■ **Given exercise**
Copy the data from the line with "q=green linen napkin" through the end of the data, putting "ladle" in place of "spoon" and keeping everything else the same.
:: Dataset records ::
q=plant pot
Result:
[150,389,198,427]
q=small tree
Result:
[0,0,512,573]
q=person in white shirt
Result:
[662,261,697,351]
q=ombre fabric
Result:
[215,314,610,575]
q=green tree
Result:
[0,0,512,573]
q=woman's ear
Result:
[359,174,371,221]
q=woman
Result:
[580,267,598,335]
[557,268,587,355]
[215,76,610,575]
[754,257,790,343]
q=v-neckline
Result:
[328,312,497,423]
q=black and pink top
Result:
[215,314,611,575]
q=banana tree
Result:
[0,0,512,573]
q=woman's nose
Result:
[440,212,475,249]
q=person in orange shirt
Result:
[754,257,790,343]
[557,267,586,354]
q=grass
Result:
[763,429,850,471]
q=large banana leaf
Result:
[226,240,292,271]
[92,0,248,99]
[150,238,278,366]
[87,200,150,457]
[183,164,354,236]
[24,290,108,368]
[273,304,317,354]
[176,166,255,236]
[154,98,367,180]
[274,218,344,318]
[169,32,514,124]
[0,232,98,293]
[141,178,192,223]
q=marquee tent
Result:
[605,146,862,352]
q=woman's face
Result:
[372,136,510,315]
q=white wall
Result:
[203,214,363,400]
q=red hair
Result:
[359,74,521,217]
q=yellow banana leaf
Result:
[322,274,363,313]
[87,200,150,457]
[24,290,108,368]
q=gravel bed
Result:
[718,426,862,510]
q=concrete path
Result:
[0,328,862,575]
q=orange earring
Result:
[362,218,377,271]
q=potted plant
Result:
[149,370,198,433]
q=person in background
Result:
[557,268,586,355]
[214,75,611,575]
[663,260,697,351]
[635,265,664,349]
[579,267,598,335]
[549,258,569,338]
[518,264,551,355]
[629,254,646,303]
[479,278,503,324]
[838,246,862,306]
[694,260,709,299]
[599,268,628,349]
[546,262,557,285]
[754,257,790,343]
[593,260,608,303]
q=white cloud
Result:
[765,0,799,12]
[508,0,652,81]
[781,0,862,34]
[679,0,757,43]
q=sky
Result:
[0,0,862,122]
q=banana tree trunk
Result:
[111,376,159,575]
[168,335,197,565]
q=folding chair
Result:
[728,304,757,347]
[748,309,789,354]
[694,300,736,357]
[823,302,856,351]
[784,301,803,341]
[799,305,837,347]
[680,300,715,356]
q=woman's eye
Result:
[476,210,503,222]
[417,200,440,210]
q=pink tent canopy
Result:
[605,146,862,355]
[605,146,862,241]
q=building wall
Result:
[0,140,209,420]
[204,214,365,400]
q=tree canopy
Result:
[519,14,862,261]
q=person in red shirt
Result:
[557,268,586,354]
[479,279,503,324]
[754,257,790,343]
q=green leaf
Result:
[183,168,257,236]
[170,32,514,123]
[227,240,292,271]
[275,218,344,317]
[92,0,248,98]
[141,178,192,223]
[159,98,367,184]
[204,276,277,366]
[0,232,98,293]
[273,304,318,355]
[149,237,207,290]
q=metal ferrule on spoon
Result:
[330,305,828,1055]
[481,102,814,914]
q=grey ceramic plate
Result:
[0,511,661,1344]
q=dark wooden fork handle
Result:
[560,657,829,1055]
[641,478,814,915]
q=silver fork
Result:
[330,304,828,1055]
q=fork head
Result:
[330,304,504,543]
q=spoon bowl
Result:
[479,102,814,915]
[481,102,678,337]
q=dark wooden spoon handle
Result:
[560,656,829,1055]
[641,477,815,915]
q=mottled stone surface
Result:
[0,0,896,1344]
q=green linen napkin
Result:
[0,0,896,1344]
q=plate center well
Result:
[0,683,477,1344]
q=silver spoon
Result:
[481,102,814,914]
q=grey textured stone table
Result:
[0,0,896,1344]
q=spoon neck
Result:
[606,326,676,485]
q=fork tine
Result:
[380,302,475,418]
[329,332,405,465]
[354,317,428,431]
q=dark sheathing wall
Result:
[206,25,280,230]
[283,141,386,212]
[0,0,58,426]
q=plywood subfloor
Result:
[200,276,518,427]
:::
■ **Output for this task**
q=green linen napkin
Result:
[0,0,896,1344]
q=plate center well
Result:
[0,683,477,1344]
q=silver ladle
Result:
[481,102,814,914]
q=grey textured stone table
Result:
[0,0,896,1344]
q=ladle neck
Result:
[606,326,676,485]
q=fork tine
Result:
[380,302,475,418]
[329,332,405,465]
[354,317,428,431]
q=dark sheathing wall
Result:
[206,25,280,230]
[283,141,386,212]
[0,0,58,426]
q=plywood subfloor
Result:
[200,276,518,427]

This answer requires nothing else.